┌────────

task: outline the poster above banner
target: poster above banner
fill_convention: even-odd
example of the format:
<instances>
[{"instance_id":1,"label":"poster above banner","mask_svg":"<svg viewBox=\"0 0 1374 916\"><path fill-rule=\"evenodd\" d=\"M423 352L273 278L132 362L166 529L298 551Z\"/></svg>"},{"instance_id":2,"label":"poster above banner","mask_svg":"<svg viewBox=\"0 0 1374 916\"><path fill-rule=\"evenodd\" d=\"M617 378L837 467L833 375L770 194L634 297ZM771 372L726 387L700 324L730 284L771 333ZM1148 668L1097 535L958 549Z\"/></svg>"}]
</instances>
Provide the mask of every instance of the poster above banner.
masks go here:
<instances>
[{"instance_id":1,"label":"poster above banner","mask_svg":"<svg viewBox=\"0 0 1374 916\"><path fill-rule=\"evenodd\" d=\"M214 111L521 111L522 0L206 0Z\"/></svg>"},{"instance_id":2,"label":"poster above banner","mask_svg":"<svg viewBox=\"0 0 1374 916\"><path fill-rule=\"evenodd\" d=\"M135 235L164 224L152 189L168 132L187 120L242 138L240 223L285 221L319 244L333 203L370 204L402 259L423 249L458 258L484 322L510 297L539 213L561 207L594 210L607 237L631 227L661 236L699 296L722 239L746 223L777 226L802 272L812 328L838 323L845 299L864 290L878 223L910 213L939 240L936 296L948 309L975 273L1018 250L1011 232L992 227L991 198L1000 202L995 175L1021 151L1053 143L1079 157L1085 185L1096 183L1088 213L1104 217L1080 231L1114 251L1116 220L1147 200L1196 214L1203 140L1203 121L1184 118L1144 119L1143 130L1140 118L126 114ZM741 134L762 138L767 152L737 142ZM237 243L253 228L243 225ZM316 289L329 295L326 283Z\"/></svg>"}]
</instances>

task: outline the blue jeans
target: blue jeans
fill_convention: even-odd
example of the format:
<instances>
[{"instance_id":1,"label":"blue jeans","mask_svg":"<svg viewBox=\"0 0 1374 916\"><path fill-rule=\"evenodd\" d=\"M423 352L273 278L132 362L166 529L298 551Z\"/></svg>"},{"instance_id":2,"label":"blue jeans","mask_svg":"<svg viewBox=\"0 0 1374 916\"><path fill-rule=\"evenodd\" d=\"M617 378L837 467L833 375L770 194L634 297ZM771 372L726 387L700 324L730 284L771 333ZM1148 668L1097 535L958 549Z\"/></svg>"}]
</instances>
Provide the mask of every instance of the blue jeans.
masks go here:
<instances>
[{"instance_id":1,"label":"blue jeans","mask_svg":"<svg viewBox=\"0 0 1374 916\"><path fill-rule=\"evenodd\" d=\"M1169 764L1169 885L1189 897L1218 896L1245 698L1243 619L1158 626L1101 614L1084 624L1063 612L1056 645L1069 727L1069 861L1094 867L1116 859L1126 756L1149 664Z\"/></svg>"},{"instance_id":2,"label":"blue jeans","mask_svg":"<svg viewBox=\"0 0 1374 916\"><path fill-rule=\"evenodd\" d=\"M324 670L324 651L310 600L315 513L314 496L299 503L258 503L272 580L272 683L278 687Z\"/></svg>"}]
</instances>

└────────

* Work request:
In the answer, the listing above should be restated word for word.

* Task result:
task: outline the poster above banner
target: poster above banner
fill_convention: even-odd
example of the format:
<instances>
[{"instance_id":1,"label":"poster above banner","mask_svg":"<svg viewBox=\"0 0 1374 916\"><path fill-rule=\"evenodd\" d=\"M423 352L273 278L132 362L166 529L298 551Z\"/></svg>"},{"instance_id":2,"label":"poster above banner","mask_svg":"<svg viewBox=\"0 0 1374 916\"><path fill-rule=\"evenodd\" d=\"M617 378L837 467L833 375L770 194L634 297ZM771 372L726 387L700 324L730 284L771 333ZM1148 668L1097 535L958 549Z\"/></svg>"}]
</instances>
Provide the mask of every instance of the poster above banner.
masks go here:
<instances>
[{"instance_id":1,"label":"poster above banner","mask_svg":"<svg viewBox=\"0 0 1374 916\"><path fill-rule=\"evenodd\" d=\"M214 111L521 111L522 0L206 0Z\"/></svg>"},{"instance_id":2,"label":"poster above banner","mask_svg":"<svg viewBox=\"0 0 1374 916\"><path fill-rule=\"evenodd\" d=\"M135 235L164 224L152 189L168 132L187 120L242 138L240 223L285 221L319 244L333 203L370 204L402 259L423 249L458 258L484 322L510 297L539 213L561 207L594 210L607 237L631 227L661 236L699 296L722 239L746 223L777 226L802 272L812 328L838 323L845 299L864 290L878 223L910 213L939 240L936 296L948 309L975 273L1018 250L1011 232L992 227L991 198L1000 202L995 175L1021 151L1053 143L1079 157L1085 185L1096 183L1088 213L1104 217L1080 231L1114 251L1116 220L1147 200L1196 214L1203 140L1203 121L1184 118L1144 119L1143 130L1140 118L126 114ZM741 134L762 138L767 152L737 142ZM237 243L253 228L243 225ZM316 289L329 295L326 283Z\"/></svg>"}]
</instances>

task: outline the blue jeans
target: blue jeans
fill_convention: even-odd
example of the format:
<instances>
[{"instance_id":1,"label":"blue jeans","mask_svg":"<svg viewBox=\"0 0 1374 916\"><path fill-rule=\"evenodd\" d=\"M423 352L273 278L132 362L166 529L298 551Z\"/></svg>"},{"instance_id":2,"label":"blue jeans","mask_svg":"<svg viewBox=\"0 0 1374 916\"><path fill-rule=\"evenodd\" d=\"M617 378L837 467L833 375L770 194L634 297ZM771 372L726 387L700 324L730 284L771 333ZM1148 668L1097 535L958 549Z\"/></svg>"}]
</instances>
Provide the mask of every instance of the blue jeans.
masks go here:
<instances>
[{"instance_id":1,"label":"blue jeans","mask_svg":"<svg viewBox=\"0 0 1374 916\"><path fill-rule=\"evenodd\" d=\"M1169 764L1169 885L1189 897L1218 896L1245 698L1243 619L1158 626L1101 614L1084 624L1063 612L1056 645L1069 727L1069 861L1094 867L1116 859L1126 756L1149 664Z\"/></svg>"},{"instance_id":2,"label":"blue jeans","mask_svg":"<svg viewBox=\"0 0 1374 916\"><path fill-rule=\"evenodd\" d=\"M324 670L324 651L310 600L315 513L314 496L299 503L258 503L272 580L272 683L278 687Z\"/></svg>"}]
</instances>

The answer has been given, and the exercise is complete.